* _READING TEXT_:
These numbers are astronomical and makes the cost of the recent SpaceX launch look as cheap as a Yugo.
Statistics Canada has the population of Canada estimated at 37,894,799[1]. Simple math would indicate that for every person in Canada the direct support amounts to $4,030 a person, while the total support amounts to $24,534 per person (ignoring the interest costs, as this will be all borrowed money). What is the cost to the taxpayer? The most recent information from Statistics Canada on number of taxpayers per income threshold paints a very different picture of the cost to the individual taxpayer. Based on the 2017 year[2] with number of taxpayers per income threshold, the cost per taxpayer would be as follows:
Year – 2017 | # of Taxpayers | Cost per Taxpayer Direct COVID support | Cost per Taxpayer Overall COVID Support |
If paid only by taxpayers with income over $15K | 22,027,650 | 6,932 | 42,206 |
If paid only by taxpayers with income over $35K | 13,951,450 | 10,945 | 66,638 |
If paid only by taxpayers with income over $50K | 9,499,850 | 16,074 | 97,865 |
If paid only by taxpayers with income over $150K | 851,830 | 179,261 | 1,091,415 |
The other side of this coin is that during the pandemic many businesses have suffered, meaning lower revenue for the public coffers. How will this be paid for?
In the UK it has been reported that:
“…COVID-19 could create a gulf of almost £300 billion (US$367 billion) in the UK’s public finances that will need to be filled with tax and spending measures, according to a leaked report seen by UK daily The Telegraph.

* _REQUIREMENT 1_: Copy word for word the stretch of the passage on COVID support costs from "In the UK it" through "daily The Telegraph.".
* _REQUIREMENT 2_: Decide whether each statement agrees with the passage on COVID support costs, answering yes or no and quoting the words that settle it: (a) Statistics Canada estimates Canada's population at 37,894,799. (b) The per-person support figures include interest costs. (c) The cost per taxpayer is worked out from the 2019 year.

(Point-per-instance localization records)
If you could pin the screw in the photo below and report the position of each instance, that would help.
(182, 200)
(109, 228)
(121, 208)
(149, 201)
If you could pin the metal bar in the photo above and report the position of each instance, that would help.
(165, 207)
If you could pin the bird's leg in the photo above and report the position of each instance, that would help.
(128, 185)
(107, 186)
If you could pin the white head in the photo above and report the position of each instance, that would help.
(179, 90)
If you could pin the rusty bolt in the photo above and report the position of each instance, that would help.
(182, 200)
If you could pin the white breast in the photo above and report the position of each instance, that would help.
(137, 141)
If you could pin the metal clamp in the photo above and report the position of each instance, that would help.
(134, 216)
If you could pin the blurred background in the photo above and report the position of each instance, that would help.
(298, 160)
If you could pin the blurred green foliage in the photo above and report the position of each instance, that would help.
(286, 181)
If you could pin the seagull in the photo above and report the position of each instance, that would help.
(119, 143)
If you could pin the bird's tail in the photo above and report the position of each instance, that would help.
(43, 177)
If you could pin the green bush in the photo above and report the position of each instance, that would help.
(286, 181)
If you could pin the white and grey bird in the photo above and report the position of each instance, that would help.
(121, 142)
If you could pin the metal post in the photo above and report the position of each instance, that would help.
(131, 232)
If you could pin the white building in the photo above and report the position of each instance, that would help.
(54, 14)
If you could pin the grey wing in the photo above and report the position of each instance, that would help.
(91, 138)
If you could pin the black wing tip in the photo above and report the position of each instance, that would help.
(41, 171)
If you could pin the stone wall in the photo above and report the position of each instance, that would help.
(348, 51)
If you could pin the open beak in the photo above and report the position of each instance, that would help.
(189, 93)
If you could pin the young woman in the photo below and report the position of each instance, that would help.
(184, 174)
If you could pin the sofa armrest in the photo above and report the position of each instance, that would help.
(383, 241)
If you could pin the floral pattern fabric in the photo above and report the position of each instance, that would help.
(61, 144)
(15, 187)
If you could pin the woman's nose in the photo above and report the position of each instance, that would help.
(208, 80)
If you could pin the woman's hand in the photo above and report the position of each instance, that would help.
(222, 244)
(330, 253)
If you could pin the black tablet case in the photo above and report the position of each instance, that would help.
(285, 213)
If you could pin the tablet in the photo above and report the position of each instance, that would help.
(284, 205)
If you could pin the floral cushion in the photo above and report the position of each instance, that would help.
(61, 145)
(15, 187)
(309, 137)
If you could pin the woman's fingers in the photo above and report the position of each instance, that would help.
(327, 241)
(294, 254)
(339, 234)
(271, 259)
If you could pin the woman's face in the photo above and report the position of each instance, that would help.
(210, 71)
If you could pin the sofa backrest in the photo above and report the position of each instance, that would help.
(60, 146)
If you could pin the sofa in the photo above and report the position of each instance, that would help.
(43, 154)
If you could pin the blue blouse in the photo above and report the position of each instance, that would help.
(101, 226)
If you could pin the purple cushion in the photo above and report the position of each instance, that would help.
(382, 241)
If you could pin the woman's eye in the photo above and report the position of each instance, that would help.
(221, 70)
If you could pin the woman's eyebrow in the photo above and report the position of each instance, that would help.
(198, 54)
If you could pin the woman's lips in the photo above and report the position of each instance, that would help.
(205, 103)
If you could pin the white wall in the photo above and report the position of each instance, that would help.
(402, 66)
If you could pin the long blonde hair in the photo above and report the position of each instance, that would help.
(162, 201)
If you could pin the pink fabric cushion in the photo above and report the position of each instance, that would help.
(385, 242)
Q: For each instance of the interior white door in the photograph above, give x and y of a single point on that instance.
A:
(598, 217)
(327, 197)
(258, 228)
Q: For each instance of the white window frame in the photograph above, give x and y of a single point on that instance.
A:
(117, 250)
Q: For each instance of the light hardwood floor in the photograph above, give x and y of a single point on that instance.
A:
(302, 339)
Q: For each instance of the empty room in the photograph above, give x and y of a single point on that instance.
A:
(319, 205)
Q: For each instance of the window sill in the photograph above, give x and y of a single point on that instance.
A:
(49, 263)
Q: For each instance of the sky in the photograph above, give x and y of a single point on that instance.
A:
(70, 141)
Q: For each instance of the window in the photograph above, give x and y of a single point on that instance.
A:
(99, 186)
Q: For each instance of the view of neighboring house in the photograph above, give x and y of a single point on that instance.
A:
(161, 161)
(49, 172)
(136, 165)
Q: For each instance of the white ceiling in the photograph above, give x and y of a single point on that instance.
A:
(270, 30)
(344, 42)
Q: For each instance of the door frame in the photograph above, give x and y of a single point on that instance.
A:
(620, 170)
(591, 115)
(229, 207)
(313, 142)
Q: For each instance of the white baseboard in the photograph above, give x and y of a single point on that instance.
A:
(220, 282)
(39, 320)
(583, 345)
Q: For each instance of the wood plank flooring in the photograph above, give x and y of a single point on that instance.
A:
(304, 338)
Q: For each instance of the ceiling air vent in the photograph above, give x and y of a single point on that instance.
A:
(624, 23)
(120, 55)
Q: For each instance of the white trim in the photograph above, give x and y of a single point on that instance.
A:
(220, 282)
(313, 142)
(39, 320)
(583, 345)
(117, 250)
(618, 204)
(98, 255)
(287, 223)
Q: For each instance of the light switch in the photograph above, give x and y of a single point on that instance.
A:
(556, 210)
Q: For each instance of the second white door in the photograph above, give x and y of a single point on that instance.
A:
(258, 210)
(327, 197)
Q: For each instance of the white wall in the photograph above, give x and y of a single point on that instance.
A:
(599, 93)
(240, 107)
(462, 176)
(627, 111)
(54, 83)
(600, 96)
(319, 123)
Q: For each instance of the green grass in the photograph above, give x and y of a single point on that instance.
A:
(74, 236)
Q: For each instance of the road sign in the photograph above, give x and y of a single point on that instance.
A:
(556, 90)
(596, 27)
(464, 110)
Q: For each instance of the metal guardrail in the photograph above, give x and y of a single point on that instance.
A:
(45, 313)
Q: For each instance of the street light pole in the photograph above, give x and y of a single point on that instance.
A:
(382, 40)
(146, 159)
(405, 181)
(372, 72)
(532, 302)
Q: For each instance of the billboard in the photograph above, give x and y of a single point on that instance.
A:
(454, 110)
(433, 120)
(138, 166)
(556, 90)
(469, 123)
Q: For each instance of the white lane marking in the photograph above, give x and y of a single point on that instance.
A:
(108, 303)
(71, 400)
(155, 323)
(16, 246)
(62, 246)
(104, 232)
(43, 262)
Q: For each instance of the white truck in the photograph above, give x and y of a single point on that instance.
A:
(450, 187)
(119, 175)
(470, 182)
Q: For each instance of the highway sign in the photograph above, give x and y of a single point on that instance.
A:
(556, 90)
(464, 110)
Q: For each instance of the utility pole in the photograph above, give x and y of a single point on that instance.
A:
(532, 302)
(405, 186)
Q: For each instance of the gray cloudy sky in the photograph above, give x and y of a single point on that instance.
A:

* _EXERCISE OUTPUT 1_:
In the UK it has been reported that:
“…COVID-19 could create a gulf of almost £300 billion (US$367 billion) in the UK’s public finances that will need to be filled with tax and spending measures, according to a leaked report seen by UK daily The Telegraph.

* _EXERCISE OUTPUT 2_:
(a) Yes: "Statistics Canada has the population of Canada estimated at 37,894,799"
(b) No: "ignoring the interest costs, as this will be all borrowed money"
(c) No: "Based on the 2017 year"